■ Items listed in a dataset
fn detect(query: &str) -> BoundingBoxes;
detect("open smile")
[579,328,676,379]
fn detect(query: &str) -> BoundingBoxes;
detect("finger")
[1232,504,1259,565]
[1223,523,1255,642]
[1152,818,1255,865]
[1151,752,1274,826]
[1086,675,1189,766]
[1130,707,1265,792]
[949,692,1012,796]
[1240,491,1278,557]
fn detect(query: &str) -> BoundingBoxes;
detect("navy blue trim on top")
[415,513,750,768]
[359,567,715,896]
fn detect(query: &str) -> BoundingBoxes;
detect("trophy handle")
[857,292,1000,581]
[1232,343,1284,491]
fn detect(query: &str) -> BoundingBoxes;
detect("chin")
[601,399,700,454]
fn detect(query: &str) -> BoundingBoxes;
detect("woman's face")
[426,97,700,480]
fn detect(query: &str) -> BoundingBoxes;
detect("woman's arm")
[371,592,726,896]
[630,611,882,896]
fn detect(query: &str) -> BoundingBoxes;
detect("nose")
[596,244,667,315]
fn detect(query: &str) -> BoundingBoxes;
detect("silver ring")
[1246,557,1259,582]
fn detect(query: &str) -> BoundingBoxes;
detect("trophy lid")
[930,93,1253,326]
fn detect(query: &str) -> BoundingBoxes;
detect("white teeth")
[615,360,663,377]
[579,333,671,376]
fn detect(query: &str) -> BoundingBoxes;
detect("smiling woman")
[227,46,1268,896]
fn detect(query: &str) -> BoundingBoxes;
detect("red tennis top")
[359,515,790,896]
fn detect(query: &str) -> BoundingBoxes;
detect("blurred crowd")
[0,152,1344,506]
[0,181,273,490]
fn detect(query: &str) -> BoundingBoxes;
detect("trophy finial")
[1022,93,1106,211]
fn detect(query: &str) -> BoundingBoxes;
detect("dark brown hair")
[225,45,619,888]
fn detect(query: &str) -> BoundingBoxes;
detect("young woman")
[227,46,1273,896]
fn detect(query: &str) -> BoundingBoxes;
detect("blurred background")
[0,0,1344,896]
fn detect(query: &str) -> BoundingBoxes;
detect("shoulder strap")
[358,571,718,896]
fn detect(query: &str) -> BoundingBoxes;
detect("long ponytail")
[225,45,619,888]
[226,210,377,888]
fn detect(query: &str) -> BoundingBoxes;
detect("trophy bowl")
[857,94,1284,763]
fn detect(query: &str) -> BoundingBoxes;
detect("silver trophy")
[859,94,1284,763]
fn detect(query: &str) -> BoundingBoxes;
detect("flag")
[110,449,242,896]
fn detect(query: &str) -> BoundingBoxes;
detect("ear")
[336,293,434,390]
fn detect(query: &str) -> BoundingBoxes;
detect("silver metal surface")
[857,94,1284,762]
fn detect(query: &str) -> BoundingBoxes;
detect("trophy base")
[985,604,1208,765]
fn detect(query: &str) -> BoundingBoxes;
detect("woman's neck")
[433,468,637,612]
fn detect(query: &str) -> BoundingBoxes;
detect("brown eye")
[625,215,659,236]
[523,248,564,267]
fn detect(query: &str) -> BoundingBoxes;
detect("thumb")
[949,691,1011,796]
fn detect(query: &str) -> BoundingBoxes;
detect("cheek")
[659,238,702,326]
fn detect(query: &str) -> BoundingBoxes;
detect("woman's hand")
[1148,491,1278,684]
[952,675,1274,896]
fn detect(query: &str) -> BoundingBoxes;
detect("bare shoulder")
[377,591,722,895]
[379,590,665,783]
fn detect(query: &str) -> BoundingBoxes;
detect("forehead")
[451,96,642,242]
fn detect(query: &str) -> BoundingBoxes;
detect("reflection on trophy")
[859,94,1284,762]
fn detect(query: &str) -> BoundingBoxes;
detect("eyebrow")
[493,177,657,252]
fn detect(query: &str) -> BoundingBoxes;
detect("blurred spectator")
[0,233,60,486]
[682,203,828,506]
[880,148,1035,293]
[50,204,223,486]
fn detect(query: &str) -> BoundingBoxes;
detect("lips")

■ Problem description
Gather every line in the records that contains the word "silver", and copy each of those lines in full.

■ Response
detect("silver ring")
detect("silver trophy")
detect("silver metal surface")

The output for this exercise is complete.